SET TASK: Copy out the lines below without any changes, everything from the line containing "At your earliest convenience, please find the grassy" down to the line containing "[43,42,88,200]", with both of those lines included.

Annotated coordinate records
* * * * *

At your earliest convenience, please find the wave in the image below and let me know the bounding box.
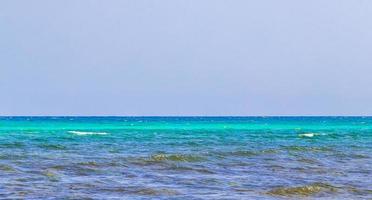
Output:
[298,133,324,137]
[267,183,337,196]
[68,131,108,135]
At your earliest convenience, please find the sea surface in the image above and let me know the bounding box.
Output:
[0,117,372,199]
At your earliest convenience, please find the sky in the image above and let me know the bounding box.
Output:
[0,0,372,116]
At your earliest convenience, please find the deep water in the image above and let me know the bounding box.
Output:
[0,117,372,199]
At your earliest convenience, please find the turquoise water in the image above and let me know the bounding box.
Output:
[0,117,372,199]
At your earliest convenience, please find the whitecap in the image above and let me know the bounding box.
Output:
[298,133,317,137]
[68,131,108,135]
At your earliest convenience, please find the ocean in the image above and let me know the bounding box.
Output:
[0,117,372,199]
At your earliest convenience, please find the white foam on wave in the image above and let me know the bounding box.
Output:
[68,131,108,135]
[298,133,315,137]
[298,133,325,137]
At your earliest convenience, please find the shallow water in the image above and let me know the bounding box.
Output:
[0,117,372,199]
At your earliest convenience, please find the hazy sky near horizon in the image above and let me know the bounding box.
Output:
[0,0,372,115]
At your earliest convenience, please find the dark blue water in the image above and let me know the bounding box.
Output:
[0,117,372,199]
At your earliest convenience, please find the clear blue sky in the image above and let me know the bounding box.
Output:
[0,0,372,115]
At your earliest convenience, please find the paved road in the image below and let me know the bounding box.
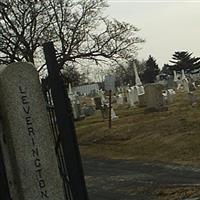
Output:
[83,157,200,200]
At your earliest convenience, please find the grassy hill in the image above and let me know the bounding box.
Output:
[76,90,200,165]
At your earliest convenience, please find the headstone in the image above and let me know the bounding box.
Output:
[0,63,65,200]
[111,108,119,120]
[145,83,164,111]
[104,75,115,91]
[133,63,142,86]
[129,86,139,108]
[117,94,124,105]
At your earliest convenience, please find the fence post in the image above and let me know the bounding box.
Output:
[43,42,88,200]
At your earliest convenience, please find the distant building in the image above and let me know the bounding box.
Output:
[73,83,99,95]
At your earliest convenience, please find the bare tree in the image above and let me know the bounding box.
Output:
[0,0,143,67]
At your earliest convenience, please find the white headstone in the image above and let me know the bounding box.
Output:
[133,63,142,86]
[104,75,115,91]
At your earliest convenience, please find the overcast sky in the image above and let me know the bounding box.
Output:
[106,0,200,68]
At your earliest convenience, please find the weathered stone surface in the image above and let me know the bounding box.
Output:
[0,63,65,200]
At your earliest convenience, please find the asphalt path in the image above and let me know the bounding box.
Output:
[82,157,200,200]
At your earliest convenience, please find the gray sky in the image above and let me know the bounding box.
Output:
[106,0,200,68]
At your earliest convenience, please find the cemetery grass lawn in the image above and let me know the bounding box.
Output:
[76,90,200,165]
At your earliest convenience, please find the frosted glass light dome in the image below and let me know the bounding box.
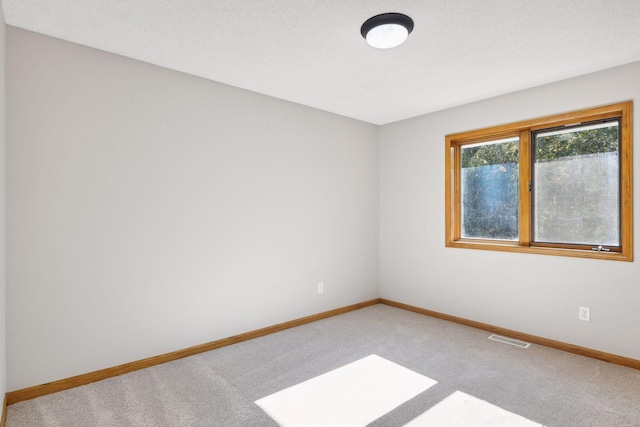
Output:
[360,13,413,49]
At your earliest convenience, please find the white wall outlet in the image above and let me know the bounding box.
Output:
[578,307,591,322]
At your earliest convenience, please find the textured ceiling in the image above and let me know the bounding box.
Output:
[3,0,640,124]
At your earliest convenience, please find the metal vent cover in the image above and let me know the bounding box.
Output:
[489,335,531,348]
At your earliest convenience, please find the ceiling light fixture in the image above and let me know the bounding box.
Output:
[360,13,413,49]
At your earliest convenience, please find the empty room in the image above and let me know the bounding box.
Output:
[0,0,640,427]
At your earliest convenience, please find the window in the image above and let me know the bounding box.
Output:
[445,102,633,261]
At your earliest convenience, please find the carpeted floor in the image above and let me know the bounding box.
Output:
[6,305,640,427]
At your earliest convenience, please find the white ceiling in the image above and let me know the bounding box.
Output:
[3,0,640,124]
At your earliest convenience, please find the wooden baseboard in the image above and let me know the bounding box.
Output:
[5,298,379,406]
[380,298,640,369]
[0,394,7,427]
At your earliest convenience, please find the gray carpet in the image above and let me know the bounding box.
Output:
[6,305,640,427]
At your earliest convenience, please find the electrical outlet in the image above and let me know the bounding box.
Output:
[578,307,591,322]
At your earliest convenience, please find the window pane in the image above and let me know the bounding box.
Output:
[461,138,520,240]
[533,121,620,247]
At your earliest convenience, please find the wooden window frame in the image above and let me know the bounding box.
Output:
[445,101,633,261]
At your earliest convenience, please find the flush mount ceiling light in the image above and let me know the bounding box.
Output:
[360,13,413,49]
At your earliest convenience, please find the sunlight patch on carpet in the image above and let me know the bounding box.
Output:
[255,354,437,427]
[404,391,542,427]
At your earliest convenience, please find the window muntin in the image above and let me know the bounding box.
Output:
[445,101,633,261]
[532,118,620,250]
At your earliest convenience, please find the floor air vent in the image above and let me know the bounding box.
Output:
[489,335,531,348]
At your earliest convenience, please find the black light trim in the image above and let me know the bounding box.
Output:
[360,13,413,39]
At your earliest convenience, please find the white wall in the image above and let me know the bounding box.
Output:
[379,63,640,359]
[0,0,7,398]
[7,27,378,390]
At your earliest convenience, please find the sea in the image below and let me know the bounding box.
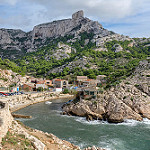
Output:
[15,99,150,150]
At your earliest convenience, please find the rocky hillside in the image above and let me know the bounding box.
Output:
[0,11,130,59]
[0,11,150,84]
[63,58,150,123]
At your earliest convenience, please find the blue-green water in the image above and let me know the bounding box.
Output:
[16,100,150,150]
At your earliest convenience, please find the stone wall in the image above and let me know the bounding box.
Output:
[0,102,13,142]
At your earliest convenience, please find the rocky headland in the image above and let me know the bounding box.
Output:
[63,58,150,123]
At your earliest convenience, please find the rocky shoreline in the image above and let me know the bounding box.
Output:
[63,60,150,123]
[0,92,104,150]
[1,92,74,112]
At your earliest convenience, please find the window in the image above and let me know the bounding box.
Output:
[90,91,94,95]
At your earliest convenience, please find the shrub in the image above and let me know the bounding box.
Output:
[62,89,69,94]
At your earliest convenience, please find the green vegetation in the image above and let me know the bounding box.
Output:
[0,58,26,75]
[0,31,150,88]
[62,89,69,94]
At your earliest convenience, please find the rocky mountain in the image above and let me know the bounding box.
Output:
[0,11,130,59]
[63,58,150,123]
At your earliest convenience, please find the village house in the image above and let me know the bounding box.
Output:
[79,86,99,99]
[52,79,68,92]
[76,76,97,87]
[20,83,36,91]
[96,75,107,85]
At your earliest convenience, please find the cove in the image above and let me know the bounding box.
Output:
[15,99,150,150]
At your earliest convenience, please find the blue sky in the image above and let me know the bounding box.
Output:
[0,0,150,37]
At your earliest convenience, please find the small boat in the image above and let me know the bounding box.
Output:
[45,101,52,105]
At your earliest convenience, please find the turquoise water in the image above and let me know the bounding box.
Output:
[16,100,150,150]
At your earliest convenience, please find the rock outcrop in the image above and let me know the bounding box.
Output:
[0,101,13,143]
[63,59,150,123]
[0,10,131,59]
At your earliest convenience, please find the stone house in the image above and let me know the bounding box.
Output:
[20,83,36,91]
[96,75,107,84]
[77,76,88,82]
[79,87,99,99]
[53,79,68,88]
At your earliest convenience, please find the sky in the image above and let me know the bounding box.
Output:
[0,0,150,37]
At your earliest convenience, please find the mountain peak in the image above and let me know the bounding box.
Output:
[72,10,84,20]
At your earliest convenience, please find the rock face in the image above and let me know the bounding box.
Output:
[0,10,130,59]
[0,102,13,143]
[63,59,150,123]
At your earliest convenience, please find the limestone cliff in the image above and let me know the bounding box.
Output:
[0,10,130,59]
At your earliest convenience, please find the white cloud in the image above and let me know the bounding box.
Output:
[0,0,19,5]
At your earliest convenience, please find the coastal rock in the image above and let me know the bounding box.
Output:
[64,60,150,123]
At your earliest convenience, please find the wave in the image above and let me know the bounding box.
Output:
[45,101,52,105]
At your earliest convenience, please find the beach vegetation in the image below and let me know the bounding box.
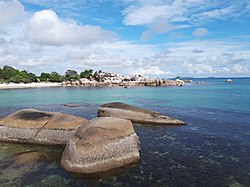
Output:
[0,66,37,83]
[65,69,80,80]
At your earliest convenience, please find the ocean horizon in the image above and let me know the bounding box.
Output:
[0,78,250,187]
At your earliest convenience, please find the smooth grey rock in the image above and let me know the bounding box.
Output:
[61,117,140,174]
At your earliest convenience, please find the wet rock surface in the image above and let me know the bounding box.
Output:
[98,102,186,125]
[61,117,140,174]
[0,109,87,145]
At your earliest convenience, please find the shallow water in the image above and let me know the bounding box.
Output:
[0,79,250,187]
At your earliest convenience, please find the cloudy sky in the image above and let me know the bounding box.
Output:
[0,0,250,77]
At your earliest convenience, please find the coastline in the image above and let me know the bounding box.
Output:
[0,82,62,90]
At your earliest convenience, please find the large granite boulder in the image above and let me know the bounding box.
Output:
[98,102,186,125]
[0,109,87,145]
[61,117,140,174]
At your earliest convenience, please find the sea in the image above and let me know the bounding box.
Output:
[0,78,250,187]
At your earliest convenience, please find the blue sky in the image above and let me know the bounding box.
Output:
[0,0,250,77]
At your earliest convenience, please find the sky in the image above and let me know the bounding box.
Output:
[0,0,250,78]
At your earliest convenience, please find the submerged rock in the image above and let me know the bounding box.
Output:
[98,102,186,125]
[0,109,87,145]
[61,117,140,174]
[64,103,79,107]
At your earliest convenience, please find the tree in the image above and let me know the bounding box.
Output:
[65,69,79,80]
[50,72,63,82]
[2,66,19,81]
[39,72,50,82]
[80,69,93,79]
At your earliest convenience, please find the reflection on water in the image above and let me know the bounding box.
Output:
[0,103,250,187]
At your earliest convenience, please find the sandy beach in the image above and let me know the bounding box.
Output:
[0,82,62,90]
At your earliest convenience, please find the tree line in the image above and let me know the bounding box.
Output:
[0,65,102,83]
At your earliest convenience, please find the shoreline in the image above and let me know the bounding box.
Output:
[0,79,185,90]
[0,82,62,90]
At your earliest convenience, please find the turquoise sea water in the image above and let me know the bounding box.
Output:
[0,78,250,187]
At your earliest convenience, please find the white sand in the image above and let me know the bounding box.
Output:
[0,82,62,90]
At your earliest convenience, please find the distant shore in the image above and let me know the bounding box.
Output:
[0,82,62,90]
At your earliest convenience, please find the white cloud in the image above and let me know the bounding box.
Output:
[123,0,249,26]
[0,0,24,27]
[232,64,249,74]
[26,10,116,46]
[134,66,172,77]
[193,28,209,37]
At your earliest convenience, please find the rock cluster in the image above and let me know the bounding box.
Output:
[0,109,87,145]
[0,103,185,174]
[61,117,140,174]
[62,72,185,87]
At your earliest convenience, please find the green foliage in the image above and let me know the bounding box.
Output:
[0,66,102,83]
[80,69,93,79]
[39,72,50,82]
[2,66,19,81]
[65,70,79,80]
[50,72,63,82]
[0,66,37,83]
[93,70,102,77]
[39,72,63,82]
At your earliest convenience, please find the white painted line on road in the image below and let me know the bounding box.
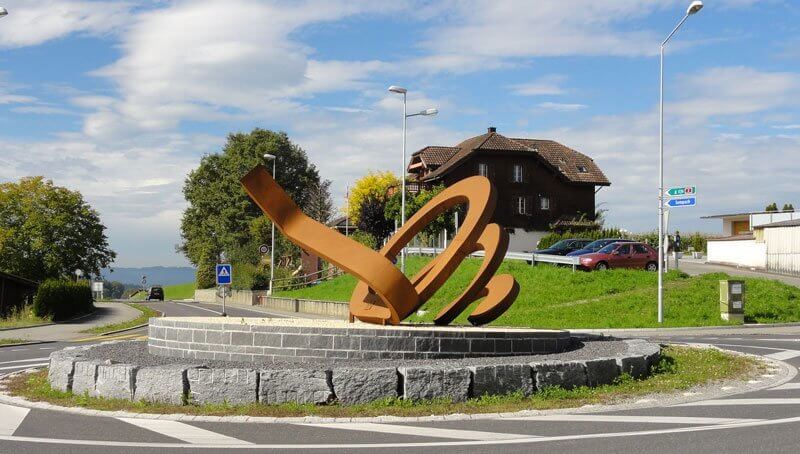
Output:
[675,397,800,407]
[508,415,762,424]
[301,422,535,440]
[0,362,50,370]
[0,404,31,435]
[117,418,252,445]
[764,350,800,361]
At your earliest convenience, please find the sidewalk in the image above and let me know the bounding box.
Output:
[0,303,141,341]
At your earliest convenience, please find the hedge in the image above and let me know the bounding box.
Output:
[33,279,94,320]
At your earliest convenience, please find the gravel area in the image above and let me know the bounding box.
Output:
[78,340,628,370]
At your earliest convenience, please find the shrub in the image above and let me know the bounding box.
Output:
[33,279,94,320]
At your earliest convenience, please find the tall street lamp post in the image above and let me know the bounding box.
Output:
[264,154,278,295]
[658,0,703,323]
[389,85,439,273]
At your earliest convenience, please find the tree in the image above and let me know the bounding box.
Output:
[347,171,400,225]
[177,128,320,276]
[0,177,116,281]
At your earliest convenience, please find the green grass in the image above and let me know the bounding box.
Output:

* * * * *

RESPONSE BELOW:
At your earliest convenience, please find the grassy hill in the image above and let me know the bounding box.
Output:
[76,90,200,165]
At your earliest convenience, please find the headstone in the image above and let me know the bounding box.
Output:
[0,63,65,200]
[111,108,119,120]
[145,83,164,111]
[104,75,115,91]
[133,63,142,86]
[129,86,139,108]
[117,94,124,105]
At your earliest convenience, please find the fence post in the image above and let me know the bounding box.
Output:
[43,42,88,200]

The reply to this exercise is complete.